Task: Output the records, every one, exactly as given.
[Material shown]
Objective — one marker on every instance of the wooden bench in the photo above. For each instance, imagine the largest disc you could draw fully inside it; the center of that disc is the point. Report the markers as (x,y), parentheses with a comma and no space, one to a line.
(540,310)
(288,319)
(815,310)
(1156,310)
[/Material shown]
Response below:
Objective — one marker on every instance of the wooden bench in the photo above. For each instance, imagine the largest disc you could draw fully inside it; the center of that disc is the point. Report the markers as (x,y), parentheses with a comma and no space, one to a line.
(540,310)
(288,319)
(815,310)
(1156,310)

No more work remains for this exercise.